◆ Passage shown ◆
While Switzerland is the traditional home of watchmaking, Japan also produces some of the most exciting and intriguing watches in the world. And one of the most prominent names in Japanese watchmaking is Hajime Asaoka and his accessible watchmaking project Kurono. Kurono is so popular that their watches sell out instantly, leading to a period of hype and interest surrounding each launch. Their next launch just so happens to be tomorrow, November 21st, with two pre-order windows at 2am GMT and again at 2pm GMT. The watch in question is the new Kurono Tokyo Chronograph 3 Hisui.
As you can gather from the fact that this is the Chronograph 3, there have been a handful of Kurono Chronographs previously such as the Chronograph 2 Shiro. The Chronograph 3 features a much more refined display with a reduced number of scales to improve its legibility. Specifically, they’ve removed the peripheral telemeter and moved the pulsometer from the centre of the dial to the peripheral position.
This change makes the Kurono Tokyo Chronograph 3 Hisui much more elegant. The absence of a central scale makes the delineations between the sections of the display far cleaner with clear separations between the central white disc, turquoise subdials, jade style ring and white pulsometer. I say “jade style” ring because it’s not actually made from the precious stone, it’s a multi-layer painting that uses a pointillist technique combines with micro-metallic particles to create the impression of the stone.

◆ Required task a ◆
From the watch article, output the part that opens with the words containing "This change makes" and closes with "of the stone.".
The records that follow have nothing to do with the watch article.

◆ Data provided ◆
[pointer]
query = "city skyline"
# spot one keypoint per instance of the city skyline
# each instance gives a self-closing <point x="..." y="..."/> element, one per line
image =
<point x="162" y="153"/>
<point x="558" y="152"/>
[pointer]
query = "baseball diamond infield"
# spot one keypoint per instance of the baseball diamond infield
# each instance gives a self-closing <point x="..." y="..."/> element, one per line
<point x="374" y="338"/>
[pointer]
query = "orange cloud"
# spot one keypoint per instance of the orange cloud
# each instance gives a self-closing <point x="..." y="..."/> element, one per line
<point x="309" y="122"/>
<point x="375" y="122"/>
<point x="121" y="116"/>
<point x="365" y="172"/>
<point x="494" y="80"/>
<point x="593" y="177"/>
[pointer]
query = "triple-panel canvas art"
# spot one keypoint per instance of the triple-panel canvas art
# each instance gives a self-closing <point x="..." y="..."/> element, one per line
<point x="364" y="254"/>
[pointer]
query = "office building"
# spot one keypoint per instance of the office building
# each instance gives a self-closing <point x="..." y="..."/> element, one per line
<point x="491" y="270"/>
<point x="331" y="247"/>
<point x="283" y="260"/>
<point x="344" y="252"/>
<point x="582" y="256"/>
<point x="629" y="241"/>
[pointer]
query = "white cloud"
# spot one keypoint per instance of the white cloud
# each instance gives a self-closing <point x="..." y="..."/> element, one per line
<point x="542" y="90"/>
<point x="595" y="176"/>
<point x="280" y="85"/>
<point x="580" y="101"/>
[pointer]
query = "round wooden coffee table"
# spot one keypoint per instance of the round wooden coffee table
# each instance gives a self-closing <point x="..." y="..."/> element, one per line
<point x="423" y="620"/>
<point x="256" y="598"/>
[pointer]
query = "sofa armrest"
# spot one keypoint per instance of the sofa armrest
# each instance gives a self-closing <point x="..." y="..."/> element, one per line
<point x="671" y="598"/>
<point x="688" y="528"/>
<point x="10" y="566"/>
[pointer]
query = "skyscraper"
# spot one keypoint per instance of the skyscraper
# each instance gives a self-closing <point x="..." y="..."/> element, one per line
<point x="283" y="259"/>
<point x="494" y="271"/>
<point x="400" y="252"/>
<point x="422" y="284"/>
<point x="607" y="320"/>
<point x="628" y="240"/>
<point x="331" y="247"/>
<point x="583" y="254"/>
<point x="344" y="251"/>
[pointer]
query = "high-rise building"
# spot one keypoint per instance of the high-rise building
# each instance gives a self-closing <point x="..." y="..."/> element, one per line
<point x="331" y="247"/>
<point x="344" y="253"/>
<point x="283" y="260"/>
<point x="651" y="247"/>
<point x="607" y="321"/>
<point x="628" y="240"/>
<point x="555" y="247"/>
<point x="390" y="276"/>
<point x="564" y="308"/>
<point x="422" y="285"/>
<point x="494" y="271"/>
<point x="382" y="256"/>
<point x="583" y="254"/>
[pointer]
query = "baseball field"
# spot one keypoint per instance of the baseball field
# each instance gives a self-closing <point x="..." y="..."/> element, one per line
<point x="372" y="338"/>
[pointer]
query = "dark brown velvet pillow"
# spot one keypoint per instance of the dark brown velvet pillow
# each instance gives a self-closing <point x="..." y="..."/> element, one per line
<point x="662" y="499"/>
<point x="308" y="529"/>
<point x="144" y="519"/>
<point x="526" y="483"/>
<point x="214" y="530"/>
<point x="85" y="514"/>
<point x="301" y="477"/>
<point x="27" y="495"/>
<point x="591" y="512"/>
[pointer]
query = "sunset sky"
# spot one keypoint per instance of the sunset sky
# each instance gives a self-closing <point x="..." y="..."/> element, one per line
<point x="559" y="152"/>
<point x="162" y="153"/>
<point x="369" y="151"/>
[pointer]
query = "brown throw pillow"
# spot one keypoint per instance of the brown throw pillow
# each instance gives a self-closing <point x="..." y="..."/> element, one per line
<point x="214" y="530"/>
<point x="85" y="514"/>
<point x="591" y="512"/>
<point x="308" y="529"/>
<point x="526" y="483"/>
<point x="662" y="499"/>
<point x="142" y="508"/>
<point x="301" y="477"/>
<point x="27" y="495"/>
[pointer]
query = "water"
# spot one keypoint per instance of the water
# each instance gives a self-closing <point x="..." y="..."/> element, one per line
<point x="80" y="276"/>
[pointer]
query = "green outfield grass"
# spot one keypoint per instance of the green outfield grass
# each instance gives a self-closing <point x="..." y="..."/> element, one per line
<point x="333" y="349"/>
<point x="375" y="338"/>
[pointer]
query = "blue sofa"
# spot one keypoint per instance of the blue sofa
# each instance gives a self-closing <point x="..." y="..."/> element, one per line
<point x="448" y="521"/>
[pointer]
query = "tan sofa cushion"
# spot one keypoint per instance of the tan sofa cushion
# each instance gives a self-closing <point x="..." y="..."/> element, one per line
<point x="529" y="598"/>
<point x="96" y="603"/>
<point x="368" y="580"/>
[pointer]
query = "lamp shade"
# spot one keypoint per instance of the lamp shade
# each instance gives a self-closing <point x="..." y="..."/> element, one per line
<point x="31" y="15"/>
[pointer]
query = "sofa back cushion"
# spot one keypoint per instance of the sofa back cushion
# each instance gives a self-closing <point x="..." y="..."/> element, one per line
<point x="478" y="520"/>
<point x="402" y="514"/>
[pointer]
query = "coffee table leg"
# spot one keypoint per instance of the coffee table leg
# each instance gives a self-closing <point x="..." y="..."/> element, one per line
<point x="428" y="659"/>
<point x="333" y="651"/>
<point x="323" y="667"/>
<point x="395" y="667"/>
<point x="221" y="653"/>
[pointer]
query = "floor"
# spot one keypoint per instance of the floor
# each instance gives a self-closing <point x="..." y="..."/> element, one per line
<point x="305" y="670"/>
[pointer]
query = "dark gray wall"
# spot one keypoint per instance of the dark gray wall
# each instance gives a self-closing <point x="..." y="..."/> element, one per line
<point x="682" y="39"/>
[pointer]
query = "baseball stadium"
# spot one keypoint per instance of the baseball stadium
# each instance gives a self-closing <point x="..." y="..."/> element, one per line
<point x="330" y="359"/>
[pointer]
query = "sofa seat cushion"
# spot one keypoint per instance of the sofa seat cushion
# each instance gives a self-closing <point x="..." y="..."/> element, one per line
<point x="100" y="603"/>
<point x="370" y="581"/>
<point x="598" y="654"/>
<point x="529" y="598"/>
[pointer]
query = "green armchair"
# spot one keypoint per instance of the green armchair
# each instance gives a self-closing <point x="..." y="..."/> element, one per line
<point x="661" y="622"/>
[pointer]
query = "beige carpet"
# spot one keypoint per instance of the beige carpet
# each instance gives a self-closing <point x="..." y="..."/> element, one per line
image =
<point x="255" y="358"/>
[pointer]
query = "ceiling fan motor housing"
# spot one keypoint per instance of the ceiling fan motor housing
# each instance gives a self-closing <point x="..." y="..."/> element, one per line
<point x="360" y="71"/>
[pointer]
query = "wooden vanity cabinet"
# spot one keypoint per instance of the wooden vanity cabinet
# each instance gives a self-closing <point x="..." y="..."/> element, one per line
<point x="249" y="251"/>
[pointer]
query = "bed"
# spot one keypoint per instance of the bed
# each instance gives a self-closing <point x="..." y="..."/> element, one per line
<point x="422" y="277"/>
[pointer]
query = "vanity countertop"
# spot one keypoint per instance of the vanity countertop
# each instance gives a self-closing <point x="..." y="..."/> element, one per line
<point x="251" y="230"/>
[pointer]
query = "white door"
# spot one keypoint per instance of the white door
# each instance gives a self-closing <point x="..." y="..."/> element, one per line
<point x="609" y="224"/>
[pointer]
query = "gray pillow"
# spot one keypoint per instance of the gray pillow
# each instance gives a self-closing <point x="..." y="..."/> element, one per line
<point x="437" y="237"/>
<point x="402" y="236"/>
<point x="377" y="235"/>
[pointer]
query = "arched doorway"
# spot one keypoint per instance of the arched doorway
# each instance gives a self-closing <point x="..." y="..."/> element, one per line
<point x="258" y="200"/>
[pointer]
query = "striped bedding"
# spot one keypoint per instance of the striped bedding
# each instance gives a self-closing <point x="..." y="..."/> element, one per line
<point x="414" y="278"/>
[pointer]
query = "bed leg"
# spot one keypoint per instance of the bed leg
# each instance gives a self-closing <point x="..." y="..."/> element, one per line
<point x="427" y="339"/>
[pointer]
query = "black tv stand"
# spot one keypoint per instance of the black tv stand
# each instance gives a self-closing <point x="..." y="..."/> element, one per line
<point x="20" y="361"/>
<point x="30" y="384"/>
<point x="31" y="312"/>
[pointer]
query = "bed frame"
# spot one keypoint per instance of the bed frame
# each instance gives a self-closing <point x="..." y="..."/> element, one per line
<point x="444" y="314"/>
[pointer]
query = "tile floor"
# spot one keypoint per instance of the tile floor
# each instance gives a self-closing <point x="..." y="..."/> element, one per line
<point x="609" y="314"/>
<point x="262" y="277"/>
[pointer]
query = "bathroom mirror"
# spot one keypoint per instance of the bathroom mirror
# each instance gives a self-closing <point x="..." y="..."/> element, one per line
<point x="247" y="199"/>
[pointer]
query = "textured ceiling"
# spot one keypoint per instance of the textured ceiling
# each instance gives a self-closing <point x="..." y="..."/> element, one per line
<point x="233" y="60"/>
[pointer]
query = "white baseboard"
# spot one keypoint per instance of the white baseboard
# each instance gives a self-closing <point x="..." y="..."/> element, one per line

◆ Required task b ◆
Extract every line of the records that contains the string "floor", treating case as significant.

◆ Exercise response a ◆
This change makes the Kurono Tokyo Chronograph 3 Hisui much more elegant. The absence of a central scale makes the delineations between the sections of the display far cleaner with clear separations between the central white disc, turquoise subdials, jade style ring and white pulsometer. I say “jade style” ring because it’s not actually made from the precious stone, it’s a multi-layer painting that uses a pointillist technique combines with micro-metallic particles to create the impression of the stone.

◆ Exercise response b ◆
query = "floor"
# spot one keypoint per instance of the floor
query = "tile floor"
# spot one keypoint per instance of the tile floor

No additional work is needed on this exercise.